* **OPDRACHT 1**: Neem uit de vergelijkingstest letterlijk alles over van "Geen stress, geen" tot en met "Harley-Davidson en Indian.".

+ Plus

Vergelijkingstest Indian Chief Vintage – HD Heritage Softail Classic

Geen stress, geen hectiek, geen gezeur. Dit rollend cultuurgoed verwent met een overdaad aan chroom en twee kathedralen van V-twins. Bovendien geeft het duo nieuwe voeding aan de al 110 jaar duren vete tussen Harley-Davidson en Indian.  

De Harley-Davidson Heritage Softail en de nieuwe Indian Chief Vintage leunen lui op hun zijstandaards. De oude rivaliteit tussen de traditionele Amerikaanse motormerken is terug. Indian was in 1901 de eerste Amerikaanse motorfabrikant. Harley-Davidson verscheen in 1903 op het toneel en produceert inmiddels al 110 jaar lang onafgebroken motorfietsen. Het is dus niet zonder reden dat de Softail Classic de toevoeging ‘Heritage’ met eer draagt. Toen gelijksoortige Harley’s de Amerikaanse president John F. Kennedy in 1963 escorteerden was Indian al tien jaar dood. Maar als legende leeft Indian tot op de dag van vandaag.
In de tussenliggende tijd heeft Harley-Davidson zich ontpopt als de Amerikaanse massafabrikant, die echter bij iedere machine de belofte van individualisme weet mee te verkopen en dat is knap. De sierlijk gebogen spatborden van de Indian weerspiegelen perfect de geest van de Chiefs uit de periode 1940 tot 1953. De spatborden van de Harley ogen misschien iets eleganter, maar beide machines delen dezelfde filosofie. De basis onder hun ziel is in beide gevallen een traditioneel luchtgekoelde V-twin. Esthetische techniek, technische esthetiek; snap je. Verbrandingsmotoren met vier aan de rechter zijde gepositioneerde stoterstangen, die in beide gevallen tekenen voor de aandrijving van slechts twee kleppen per cilinder. Die worden op hun beurt door onderhoudsvrije hydrostoters bediend middels onderliggende nokkenassen, twee bij Harley, drie bij Indian.

* **AANGELEVERDE GEGEVENS**:
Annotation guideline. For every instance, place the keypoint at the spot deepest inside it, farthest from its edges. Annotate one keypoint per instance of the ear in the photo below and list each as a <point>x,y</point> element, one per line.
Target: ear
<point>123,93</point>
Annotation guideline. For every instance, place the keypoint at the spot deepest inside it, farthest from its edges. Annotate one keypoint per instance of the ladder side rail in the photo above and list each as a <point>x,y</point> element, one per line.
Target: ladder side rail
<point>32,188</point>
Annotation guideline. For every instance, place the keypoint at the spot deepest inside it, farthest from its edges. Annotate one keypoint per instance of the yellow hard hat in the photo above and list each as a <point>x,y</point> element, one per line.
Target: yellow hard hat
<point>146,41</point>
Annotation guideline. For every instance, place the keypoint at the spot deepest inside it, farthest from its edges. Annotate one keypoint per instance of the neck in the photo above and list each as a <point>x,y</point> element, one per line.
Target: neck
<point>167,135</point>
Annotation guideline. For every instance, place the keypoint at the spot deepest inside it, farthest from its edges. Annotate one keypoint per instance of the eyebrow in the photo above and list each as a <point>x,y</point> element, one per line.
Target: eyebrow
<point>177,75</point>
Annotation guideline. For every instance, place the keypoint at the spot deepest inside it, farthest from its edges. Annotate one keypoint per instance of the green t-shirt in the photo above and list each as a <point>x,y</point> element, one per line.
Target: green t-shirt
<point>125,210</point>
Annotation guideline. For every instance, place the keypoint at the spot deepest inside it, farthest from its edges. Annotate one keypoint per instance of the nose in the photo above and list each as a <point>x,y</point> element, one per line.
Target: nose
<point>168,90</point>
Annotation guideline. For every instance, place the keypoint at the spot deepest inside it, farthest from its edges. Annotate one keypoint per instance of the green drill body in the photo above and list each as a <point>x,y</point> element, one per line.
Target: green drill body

* **OPDRACHT 2**: Zet in de gegevens alles van de regel met "of the ladder" tot en met de regel met "<point>146,41</point>" om in een Markdown-tabel met de kolommen Nr en Regel. Lege regels laat je weg.

* **UITWERKING 1**:
Geen stress, geen hectiek, geen gezeur. Dit rollend cultuurgoed verwent met een overdaad aan chroom en twee kathedralen van V-twins. Bovendien geeft het duo nieuwe voeding aan de al 110 jaar duren vete tussen Harley-Davidson en Indian.

* **UITWERKING 2**:
| Nr | Regel |
|---|---|
| 1 | Annotation guideline. For every instance, place the keypoint at the spot deepest inside it, farthest from its edges. Annotate one keypoint per instance of the ladder side rail in the photo above and list each as a <point>x,y</point> element, one per line. |
| 2 | Target: ladder side rail |
| 3 | <point>32,188</point> |
| 4 | Annotation guideline. For every instance, place the keypoint at the spot deepest inside it, farthest from its edges. Annotate one keypoint per instance of the yellow hard hat in the photo above and list each as a <point>x,y</point> element, one per line. |
| 5 | Target: yellow hard hat |
| 6 | <point>146,41</point> |